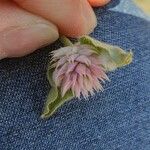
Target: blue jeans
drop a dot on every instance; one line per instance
(116, 119)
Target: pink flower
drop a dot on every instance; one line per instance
(78, 68)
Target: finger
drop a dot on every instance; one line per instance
(21, 32)
(97, 3)
(73, 17)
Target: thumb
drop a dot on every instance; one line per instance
(21, 32)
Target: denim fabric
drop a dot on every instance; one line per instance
(116, 119)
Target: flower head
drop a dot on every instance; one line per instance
(77, 68)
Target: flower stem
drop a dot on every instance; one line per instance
(66, 41)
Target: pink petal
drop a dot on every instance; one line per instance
(61, 61)
(66, 84)
(71, 67)
(62, 70)
(72, 58)
(83, 59)
(77, 90)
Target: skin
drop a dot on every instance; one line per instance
(26, 25)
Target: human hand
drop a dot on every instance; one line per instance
(26, 25)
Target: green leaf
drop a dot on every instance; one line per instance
(111, 57)
(54, 99)
(53, 106)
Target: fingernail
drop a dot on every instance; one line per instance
(20, 41)
(90, 18)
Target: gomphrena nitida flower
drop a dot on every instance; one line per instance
(78, 68)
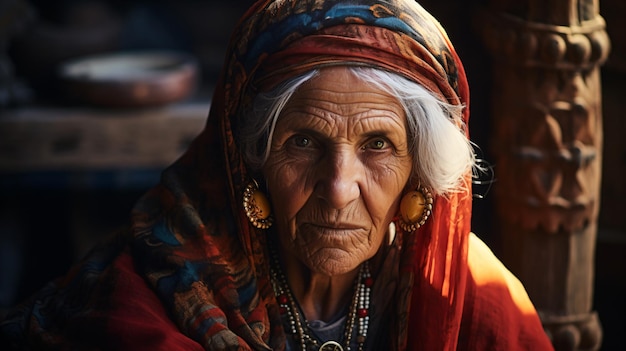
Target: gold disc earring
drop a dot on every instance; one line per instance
(257, 206)
(415, 207)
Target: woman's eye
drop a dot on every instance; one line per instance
(376, 144)
(301, 141)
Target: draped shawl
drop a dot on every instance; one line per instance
(192, 272)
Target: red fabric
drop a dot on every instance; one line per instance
(137, 320)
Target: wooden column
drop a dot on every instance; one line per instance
(547, 145)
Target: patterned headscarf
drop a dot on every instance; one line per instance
(193, 241)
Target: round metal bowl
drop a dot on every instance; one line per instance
(136, 79)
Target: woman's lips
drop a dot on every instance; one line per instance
(333, 228)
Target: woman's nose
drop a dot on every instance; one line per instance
(339, 179)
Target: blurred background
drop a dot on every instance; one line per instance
(74, 158)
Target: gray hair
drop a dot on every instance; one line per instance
(442, 155)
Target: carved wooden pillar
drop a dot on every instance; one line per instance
(547, 146)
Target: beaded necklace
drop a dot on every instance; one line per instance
(299, 326)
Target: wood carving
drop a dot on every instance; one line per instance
(548, 145)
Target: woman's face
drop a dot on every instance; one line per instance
(338, 163)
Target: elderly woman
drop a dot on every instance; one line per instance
(326, 206)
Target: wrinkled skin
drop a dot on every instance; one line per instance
(338, 163)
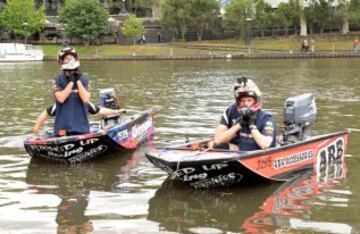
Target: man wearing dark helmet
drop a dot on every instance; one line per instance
(72, 95)
(244, 126)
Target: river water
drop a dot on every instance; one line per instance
(124, 193)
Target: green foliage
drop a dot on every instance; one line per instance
(84, 19)
(21, 18)
(288, 14)
(320, 12)
(341, 14)
(236, 13)
(133, 27)
(203, 15)
(175, 16)
(144, 3)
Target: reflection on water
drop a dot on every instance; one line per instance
(126, 194)
(73, 185)
(275, 207)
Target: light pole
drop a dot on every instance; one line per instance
(25, 27)
(248, 21)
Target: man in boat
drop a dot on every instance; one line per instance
(93, 109)
(244, 126)
(72, 96)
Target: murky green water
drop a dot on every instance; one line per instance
(126, 194)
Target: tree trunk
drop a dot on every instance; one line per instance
(199, 34)
(303, 26)
(345, 27)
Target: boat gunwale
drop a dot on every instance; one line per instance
(245, 154)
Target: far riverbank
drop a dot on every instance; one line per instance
(285, 47)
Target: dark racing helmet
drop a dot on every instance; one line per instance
(70, 64)
(245, 87)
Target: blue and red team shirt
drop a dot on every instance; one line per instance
(72, 114)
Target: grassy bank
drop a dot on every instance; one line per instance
(206, 48)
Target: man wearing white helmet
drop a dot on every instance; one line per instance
(244, 126)
(71, 95)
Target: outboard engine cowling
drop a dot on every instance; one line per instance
(299, 115)
(109, 99)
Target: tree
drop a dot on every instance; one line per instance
(341, 16)
(143, 3)
(84, 19)
(21, 18)
(133, 27)
(354, 11)
(321, 13)
(236, 14)
(203, 15)
(288, 14)
(175, 16)
(263, 13)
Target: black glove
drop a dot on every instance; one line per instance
(72, 78)
(247, 120)
(252, 119)
(243, 120)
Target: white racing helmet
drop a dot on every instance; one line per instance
(71, 64)
(245, 87)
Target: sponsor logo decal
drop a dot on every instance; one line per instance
(293, 159)
(331, 152)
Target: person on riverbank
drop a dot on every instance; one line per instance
(93, 110)
(244, 126)
(305, 46)
(72, 96)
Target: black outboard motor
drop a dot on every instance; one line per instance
(299, 115)
(109, 100)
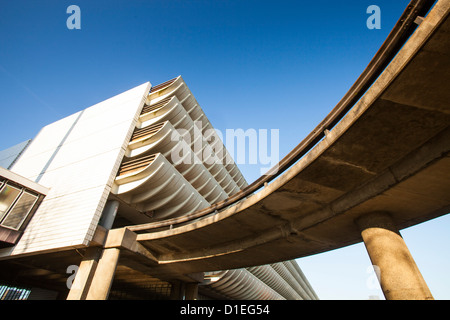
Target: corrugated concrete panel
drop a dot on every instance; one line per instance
(76, 158)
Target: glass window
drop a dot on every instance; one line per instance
(7, 196)
(20, 210)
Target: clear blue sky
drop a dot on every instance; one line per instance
(278, 65)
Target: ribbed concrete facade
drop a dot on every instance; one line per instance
(145, 155)
(150, 179)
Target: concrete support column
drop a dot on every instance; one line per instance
(104, 275)
(399, 276)
(85, 273)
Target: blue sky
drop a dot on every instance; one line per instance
(250, 64)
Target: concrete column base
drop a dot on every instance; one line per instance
(85, 273)
(399, 277)
(104, 275)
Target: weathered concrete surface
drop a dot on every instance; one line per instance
(389, 153)
(398, 274)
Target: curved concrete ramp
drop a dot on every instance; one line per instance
(390, 152)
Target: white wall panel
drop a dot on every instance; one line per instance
(78, 157)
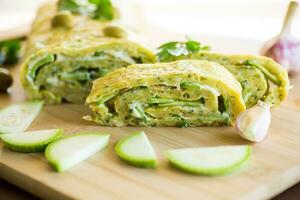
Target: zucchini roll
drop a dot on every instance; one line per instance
(260, 77)
(182, 93)
(68, 49)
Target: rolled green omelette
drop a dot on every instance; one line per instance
(261, 78)
(182, 93)
(66, 51)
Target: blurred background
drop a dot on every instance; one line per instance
(228, 26)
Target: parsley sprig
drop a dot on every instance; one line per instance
(171, 50)
(96, 9)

════

> **WHAT THE TASK REQUIRES**: Give an exact reproduction of every line, leaving out any picture.

> **FINAL RESULT**:
Target: blue jeans
drop a dot on every instance; one line per instance
(116, 119)
Target: pink flower
drop a dot on every instance; one line per instance
(78, 68)
Target: finger
drop a dot on every instance; one line per instance
(21, 32)
(97, 3)
(73, 17)
Target: thumb
drop a dot on every instance; one line per instance
(21, 32)
Target: denim fabric
drop a dot on every instance; one line per instance
(116, 119)
Target: flower head
drop a dot on every instance; one line per instance
(77, 68)
Target: flower stem
drop a dot on every instance; one line per instance
(66, 41)
Target: pink petal
drop a dot on every instance; one line per instance
(61, 61)
(66, 84)
(71, 67)
(62, 70)
(72, 58)
(83, 59)
(77, 90)
Target: skin
drop a dot on every instance; one line per instance
(26, 25)
Target: human hand
drop a dot on every instance; one line per instance
(26, 25)
Target: green leaf
drop a dot on every instance; one line per instance
(111, 57)
(54, 99)
(53, 106)
Target: fingernail
drop a dot on every instance; one line per instance
(20, 41)
(90, 18)
Target: gomphrena nitida flower
drop a dot on every instance; one line per instance
(78, 68)
Target: gold disc earring
drop a dot on every instance; one line per instance
(257, 206)
(415, 207)
Target: woman's eye
drop a dot on every instance; one line per instance
(376, 144)
(301, 141)
Target: draped shawl
drop a dot on every instance; one line per instance
(192, 272)
Target: red fabric
drop a dot on every instance; one line per instance
(137, 320)
Target: wooden column
drop a dot on every instance; one line per instance
(547, 145)
Target: patterned headscarf
drop a dot on every instance; one line per instance
(193, 241)
Target: round metal bowl
drop a dot on every instance; one line per instance
(136, 79)
Target: woman's lips
drop a dot on every instance; one line per instance
(333, 228)
Target: woman's nose
drop a dot on every instance; one line per instance
(339, 179)
Target: blurred background
drop a dot on every instance; one line per instance
(74, 158)
Target: gray hair
drop a dot on every instance; one line per instance
(442, 155)
Target: carved wooden pillar
drop a dot on every instance; one line per instance
(547, 146)
Target: beaded necklace
drop a dot on every instance; one line per instance
(299, 326)
Target: wood carving
drop a dot on every instance; one line per instance
(548, 145)
Target: woman's face
drop a dot on every instance; one line per instance
(338, 163)
Target: elderly woman
drop a dot on every instance; one line per instance
(326, 206)
Target: wrinkled skin
drop a dot on every instance; one line per instance
(338, 163)
Target: man wearing dark helmet
drop a dot on every instance; one line per instance
(72, 95)
(244, 126)
Target: river water
drop a dot on every instance; one line per instance
(124, 193)
Target: green foliage
drop a dot on every instance; one line per instance
(84, 19)
(21, 18)
(288, 14)
(320, 12)
(341, 14)
(236, 13)
(133, 27)
(203, 15)
(175, 16)
(144, 3)
Target: reflection on water
drop a dot on every instance; one line per instance
(126, 194)
(73, 185)
(275, 207)
Target: light pole
drop a dot on every instance; one line per instance
(25, 27)
(248, 21)
Target: man in boat
drop a dot on every instance; one line per instance
(93, 109)
(244, 126)
(72, 96)
Target: murky green water
drop a dot on every instance; one line per instance
(126, 194)
Target: tree trunk
drop a dot on every instance; one line per instance
(199, 34)
(303, 26)
(345, 27)
Target: boat gunwale
drop a dot on every instance; one line per instance
(245, 154)
Target: far riverbank
drop a dot on every instance; one line per instance
(285, 47)
Target: dark racing helmet
drop a dot on every instance; one line per instance
(70, 64)
(245, 87)
Target: blue and red team shirt
drop a dot on every instance; one line per instance
(72, 114)
Target: grassy bank
drop a dot on every instance; one line per instance
(206, 48)
Target: man wearing white helmet
drop a dot on every instance; one line per instance
(244, 126)
(71, 95)
Target: outboard engine cowling
drop a dot on every instance; one line per instance
(299, 115)
(109, 99)
Target: tree
drop a dot on every instance; one line per instance
(341, 16)
(143, 3)
(84, 19)
(21, 18)
(133, 27)
(354, 11)
(321, 13)
(236, 14)
(203, 15)
(288, 14)
(175, 16)
(263, 13)
Target: black glove
drop a dot on every instance; one line per instance
(72, 78)
(247, 120)
(252, 119)
(243, 120)
Target: white racing helmet
drop a dot on every instance; one line per instance
(71, 64)
(245, 87)
Target: sponsor logo decal
drop a dot on every instance; one line per instance
(293, 159)
(331, 152)
Target: person on riverbank
drop a dot on every instance; one line per instance
(93, 110)
(244, 126)
(305, 46)
(72, 96)
Target: black outboard motor
drop a dot on every instance; one line per instance
(299, 115)
(109, 100)
Target: corrugated concrete panel
drop a dot on every instance; one line per instance
(76, 158)
Target: glass window
drop a dot on every instance; one line per instance
(7, 196)
(20, 210)
Target: clear blue sky
drop a dot on every instance; one line per instance
(278, 65)
Target: ribbed concrete facade
drop a dot on every instance; one line per instance
(145, 155)
(150, 179)
Target: concrete support column
drop a dot on every instance; one line per instance
(104, 275)
(399, 276)
(85, 273)
Target: blue sky
drop a dot on every instance; one line per instance
(250, 64)
Target: concrete column base
drop a dot on every instance; one line per instance
(85, 273)
(399, 277)
(104, 275)
Target: weathered concrete surface
drop a dot on every instance; one line per instance
(389, 153)
(398, 274)
Target: curved concrete ramp
drop a dot on every instance; one line per instance
(390, 152)
Target: white wall panel
drop a dot on every instance; one line per instance
(78, 157)
Target: zucchini roll
drop a dot on every instance; one line per instance
(260, 77)
(182, 93)
(68, 49)
Target: rolled green omelette
drop a dot on every instance; one line per instance
(261, 78)
(182, 93)
(66, 51)
Target: blurred background
drop a dot on every instance; one line per instance
(228, 26)
Target: parsley sprig
drop a dot on every instance; one line per instance
(171, 50)
(96, 9)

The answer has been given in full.